## INSTRUCTIONS FOR THE TASK
What is the number of lines below that contain the string "motorcycle"? Give it and nothing else.

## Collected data
* * * *

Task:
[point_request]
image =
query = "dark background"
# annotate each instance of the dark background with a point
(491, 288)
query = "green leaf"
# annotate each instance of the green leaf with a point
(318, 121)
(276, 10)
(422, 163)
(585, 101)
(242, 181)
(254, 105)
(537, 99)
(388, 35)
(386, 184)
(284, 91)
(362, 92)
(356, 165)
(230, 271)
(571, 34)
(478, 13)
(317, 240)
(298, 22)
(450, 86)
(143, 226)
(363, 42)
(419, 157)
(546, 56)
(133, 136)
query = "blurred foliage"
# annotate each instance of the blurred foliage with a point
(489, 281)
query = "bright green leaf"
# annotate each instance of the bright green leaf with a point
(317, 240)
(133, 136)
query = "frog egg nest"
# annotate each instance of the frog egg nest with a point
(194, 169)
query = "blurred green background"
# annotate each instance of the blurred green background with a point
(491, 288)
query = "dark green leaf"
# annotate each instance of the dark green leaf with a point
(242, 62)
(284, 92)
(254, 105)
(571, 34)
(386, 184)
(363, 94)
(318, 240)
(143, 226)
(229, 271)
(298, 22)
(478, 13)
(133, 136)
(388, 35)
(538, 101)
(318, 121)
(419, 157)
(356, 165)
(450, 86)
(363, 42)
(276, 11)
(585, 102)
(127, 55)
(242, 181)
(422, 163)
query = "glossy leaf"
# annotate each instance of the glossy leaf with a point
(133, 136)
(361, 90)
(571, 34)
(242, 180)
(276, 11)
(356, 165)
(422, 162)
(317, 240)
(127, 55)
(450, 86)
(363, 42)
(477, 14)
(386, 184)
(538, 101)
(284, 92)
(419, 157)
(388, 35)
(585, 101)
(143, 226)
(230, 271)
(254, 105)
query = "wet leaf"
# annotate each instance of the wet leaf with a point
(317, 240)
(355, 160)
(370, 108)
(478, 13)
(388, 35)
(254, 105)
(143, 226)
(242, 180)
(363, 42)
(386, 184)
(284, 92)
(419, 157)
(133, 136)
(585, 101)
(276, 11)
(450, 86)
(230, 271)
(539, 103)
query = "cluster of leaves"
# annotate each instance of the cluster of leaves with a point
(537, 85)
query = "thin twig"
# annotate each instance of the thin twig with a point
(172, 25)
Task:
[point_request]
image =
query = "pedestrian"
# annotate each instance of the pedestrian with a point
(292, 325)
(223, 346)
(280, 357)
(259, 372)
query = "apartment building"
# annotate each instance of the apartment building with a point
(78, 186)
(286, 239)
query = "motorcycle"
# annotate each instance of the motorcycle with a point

* * * *

## OUTPUT OF THE TASK
2